Geometric Optics with Mirrors: How Reflection Creates Images

Reflection

The process in which light hits a boundary and bounces back into the original medium; in geometric optics it describes how rays change direction at a surface.

Ray (geometric optics)

An ideal straight-line representation of light’s path used to predict reflection and image formation.

Normal

A line drawn perpendicular to a surface at the point where a ray strikes; all reflection angles are measured from this line.

Angle of incidence (θi)

The angle between the incoming ray and the normal to the surface.

Angle of reflection (θr)

The angle between the reflected ray and the normal to the surface.

Law of reflection

Rule stating that the angle of incidence equals the angle of reflection: θi = θr (angles measured from the normal).

Specular reflection

Reflection from a smooth surface where parallel incoming rays reflect as parallel rays, preserving image information (mirror-like).

Diffuse reflection

Reflection from a rough surface where each tiny patch obeys θi = θr, but varying local normals send reflected rays in many directions (no sharp image).

Plane mirror

A flat reflective surface that forms a virtual, upright, same-size image appearing the same distance behind the mirror as the object is in front.

## SET TASK
Please continue the glossary of mirror and reflection terms above, picking up after its "Plane mirror" entry and adding more terms laid out the same way.

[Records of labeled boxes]
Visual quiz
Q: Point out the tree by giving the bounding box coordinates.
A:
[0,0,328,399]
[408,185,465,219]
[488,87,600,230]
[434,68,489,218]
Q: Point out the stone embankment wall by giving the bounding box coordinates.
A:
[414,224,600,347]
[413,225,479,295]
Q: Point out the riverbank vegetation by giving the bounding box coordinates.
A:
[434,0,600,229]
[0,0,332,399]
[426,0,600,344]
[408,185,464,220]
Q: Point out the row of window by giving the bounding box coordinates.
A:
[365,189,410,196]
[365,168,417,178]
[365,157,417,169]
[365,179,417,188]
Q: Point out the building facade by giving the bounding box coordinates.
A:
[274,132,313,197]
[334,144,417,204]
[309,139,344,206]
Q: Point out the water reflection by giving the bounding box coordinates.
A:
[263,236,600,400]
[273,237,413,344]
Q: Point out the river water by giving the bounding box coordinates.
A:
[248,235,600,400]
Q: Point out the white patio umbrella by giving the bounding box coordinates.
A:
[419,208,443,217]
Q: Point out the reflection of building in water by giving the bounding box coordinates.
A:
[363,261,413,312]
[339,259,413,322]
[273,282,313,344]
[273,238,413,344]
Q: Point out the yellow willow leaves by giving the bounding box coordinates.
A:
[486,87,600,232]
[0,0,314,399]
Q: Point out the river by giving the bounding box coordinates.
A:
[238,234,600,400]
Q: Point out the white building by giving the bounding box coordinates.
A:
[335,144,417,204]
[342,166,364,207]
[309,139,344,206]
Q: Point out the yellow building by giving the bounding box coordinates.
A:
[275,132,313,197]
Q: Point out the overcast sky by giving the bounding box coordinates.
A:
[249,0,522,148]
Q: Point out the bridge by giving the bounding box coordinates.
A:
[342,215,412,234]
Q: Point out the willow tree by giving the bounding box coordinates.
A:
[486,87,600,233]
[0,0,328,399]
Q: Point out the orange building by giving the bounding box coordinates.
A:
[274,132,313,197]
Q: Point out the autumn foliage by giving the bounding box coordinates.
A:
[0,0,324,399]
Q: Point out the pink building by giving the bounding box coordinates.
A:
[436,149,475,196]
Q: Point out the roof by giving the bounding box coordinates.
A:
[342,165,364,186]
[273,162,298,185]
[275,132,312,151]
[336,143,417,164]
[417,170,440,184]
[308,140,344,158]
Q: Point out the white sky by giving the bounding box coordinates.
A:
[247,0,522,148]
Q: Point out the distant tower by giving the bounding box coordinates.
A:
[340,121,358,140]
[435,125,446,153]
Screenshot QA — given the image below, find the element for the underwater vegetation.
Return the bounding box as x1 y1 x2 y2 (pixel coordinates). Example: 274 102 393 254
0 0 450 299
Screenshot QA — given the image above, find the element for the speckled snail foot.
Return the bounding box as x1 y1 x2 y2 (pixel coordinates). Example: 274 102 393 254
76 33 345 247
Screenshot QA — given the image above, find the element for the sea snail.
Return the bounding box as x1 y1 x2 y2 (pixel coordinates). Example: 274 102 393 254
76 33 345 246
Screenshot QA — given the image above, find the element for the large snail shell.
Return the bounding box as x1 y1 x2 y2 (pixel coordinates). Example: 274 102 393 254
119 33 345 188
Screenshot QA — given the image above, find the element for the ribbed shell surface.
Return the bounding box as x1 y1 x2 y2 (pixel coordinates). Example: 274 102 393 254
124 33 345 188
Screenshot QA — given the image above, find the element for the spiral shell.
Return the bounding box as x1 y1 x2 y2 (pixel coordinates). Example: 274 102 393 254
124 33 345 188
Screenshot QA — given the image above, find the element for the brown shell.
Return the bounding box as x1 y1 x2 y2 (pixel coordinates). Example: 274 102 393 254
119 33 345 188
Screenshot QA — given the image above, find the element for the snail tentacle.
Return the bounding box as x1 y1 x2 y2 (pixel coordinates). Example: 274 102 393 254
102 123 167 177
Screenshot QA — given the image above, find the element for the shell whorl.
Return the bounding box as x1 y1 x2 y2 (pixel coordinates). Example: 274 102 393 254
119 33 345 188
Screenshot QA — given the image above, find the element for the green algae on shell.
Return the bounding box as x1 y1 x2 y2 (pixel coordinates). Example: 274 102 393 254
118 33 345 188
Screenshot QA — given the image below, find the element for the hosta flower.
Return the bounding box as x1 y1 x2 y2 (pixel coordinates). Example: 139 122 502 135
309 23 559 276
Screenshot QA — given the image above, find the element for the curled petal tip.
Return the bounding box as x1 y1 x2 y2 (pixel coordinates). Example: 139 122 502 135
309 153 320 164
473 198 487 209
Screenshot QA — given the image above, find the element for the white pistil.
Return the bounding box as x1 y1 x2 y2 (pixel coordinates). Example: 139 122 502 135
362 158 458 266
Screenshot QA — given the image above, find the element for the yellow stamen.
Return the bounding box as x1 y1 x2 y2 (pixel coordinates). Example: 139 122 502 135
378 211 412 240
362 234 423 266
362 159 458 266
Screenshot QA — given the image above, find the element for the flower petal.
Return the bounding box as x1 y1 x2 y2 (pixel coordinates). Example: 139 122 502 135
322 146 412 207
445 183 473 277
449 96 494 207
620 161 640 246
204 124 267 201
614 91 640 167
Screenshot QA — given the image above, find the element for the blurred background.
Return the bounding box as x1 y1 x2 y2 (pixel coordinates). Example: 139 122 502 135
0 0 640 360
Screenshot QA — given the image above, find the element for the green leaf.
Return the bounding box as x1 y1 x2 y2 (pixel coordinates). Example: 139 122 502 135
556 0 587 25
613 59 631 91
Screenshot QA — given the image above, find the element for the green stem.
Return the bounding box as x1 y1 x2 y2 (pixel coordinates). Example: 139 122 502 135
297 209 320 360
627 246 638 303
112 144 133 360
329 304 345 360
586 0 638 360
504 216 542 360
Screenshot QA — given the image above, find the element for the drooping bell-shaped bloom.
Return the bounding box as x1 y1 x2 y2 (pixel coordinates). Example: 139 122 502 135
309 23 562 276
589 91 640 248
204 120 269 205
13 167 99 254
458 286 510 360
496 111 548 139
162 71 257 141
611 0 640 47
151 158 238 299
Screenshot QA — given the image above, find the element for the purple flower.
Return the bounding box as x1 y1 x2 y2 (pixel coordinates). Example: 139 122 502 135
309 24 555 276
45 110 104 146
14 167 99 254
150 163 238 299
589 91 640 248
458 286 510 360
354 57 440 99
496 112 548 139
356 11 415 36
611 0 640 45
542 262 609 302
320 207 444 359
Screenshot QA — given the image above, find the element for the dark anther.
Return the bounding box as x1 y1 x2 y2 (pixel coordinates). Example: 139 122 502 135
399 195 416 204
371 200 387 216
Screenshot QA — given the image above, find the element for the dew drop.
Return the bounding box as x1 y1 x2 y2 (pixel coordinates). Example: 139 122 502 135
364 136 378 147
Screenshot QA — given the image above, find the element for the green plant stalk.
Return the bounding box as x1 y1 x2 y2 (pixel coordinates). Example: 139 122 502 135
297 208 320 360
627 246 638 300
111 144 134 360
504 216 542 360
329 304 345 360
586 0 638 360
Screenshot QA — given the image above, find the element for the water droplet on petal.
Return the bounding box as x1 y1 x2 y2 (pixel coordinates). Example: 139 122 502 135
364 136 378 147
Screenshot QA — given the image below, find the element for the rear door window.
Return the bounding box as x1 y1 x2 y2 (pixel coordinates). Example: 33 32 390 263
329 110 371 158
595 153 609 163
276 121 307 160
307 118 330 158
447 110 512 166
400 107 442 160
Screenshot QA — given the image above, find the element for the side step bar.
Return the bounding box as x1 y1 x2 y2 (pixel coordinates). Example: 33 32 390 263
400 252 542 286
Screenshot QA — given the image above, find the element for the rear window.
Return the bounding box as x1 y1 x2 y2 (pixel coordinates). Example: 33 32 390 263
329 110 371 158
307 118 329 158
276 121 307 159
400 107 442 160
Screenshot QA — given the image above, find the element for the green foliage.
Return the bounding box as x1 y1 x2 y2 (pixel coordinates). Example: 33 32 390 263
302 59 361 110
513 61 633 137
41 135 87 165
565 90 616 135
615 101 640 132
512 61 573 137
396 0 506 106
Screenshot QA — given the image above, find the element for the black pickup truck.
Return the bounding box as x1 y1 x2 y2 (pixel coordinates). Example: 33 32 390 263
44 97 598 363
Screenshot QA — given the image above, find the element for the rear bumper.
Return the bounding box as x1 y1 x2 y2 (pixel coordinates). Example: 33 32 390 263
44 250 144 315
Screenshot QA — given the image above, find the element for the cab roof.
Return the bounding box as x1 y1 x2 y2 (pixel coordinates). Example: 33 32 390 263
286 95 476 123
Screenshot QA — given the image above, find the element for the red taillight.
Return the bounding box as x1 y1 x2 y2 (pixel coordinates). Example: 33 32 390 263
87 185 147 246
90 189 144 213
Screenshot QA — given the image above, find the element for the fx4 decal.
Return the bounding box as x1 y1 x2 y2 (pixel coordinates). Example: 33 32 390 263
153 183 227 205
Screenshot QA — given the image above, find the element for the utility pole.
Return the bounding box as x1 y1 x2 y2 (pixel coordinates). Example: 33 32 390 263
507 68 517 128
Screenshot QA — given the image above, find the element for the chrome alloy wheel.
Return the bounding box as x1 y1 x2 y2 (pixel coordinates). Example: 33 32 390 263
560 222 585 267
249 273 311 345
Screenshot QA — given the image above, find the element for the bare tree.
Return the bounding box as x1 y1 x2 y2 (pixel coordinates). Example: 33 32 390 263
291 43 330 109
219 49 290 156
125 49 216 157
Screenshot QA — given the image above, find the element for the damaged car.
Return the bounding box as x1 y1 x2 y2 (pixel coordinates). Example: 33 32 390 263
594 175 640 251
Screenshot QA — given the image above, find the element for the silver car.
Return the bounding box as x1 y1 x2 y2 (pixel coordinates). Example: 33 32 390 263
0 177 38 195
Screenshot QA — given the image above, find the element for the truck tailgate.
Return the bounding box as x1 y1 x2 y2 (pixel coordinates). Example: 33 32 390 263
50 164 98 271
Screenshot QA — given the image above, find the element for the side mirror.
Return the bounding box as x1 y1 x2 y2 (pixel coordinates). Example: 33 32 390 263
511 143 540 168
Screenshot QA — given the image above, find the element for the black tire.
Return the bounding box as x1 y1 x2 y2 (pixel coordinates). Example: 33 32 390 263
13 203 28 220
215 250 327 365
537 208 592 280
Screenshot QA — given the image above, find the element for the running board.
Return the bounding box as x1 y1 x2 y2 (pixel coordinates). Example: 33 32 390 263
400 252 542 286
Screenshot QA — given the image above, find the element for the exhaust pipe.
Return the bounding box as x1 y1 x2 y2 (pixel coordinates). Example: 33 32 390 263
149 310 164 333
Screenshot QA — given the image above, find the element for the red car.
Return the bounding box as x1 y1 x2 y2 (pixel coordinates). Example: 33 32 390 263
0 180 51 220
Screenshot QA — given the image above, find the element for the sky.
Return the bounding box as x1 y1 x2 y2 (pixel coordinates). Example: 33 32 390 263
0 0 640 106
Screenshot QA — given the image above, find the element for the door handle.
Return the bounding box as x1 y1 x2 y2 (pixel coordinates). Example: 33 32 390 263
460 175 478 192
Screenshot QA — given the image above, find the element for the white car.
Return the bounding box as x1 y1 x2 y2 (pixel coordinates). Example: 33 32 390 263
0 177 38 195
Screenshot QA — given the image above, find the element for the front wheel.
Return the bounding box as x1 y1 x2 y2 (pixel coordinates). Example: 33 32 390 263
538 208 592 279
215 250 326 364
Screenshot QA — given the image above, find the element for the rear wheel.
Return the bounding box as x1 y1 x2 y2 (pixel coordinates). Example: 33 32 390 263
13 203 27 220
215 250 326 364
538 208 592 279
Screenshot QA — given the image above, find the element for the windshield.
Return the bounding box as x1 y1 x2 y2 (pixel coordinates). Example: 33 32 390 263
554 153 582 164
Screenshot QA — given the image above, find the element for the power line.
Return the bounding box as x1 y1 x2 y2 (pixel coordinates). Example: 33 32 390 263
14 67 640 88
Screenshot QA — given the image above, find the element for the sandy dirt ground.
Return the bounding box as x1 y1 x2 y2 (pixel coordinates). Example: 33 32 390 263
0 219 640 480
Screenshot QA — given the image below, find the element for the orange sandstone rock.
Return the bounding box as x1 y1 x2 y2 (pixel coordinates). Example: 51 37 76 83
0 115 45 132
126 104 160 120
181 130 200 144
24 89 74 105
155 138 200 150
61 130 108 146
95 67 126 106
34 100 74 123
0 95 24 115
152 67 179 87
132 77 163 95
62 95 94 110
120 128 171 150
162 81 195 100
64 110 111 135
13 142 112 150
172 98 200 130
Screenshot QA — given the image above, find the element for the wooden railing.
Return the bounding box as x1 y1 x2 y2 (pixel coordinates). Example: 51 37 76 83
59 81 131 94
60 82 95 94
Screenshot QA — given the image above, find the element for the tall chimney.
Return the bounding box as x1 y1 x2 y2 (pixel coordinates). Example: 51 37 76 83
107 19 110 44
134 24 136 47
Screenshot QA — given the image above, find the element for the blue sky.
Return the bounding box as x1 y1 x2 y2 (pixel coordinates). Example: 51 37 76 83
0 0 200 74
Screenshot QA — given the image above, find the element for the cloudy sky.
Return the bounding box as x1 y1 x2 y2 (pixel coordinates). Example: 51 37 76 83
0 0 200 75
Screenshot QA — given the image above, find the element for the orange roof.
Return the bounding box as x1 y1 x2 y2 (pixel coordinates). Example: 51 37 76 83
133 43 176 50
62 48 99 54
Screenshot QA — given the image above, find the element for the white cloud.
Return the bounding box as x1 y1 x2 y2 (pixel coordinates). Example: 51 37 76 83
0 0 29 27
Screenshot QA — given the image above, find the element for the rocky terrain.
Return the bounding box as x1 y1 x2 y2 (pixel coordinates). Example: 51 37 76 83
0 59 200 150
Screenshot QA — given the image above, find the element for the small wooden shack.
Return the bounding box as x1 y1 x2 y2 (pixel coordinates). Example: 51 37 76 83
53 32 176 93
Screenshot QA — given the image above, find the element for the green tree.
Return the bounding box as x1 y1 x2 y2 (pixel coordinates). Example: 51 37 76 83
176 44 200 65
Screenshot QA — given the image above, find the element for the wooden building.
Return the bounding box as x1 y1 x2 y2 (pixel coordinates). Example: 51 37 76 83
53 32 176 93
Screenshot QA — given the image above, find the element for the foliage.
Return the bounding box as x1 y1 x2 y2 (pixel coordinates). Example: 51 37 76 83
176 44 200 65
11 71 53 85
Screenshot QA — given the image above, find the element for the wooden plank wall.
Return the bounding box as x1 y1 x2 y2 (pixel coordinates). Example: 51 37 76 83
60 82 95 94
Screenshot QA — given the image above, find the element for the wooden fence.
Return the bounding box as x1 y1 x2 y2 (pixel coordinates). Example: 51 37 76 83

## FINAL ANSWER
Path reversal

Principle that a light path that works from A to B by the law of reflection will also work from B to A along the same path.

Image (geometric optics)

A location where rays actually converge (real image) or appear to originate from when traced backward (virtual image).

Real image

An image formed where light rays physically converge; it can be projected onto a screen (typically di > 0 for mirrors under the common convention).

Virtual image

An image location from which rays only appear to originate when traced backward; it cannot be projected onto a screen (typically di < 0 for mirrors).

Lateral inversion

Left-right reversal produced by a plane mirror image; not the same as upside-down inversion.

Spherical mirror

A mirror shaped as a section of a sphere; includes concave and convex mirrors and is analyzed using focal length and the mirror equation.

Concave mirror (converging mirror)

A spherical mirror with reflective surface on the inside; can focus parallel rays to a real focal point and can form real or virtual images depending on object position.

Convex mirror (diverging mirror)

A spherical mirror with reflective surface on the outside; spreads rays so they appear to come from a focal point behind the mirror and (for real objects) forms virtual, upright, reduced images.

Principal axis

The central line through a spherical mirror’s vertex (midpoint) and the center of curvature; used as the reference for ray diagrams.

Center of curvature

The center of the sphere of which the spherical mirror is a part.

Radius of curvature (R)

Distance from the mirror’s vertex to the center of curvature.

Focal point (focus)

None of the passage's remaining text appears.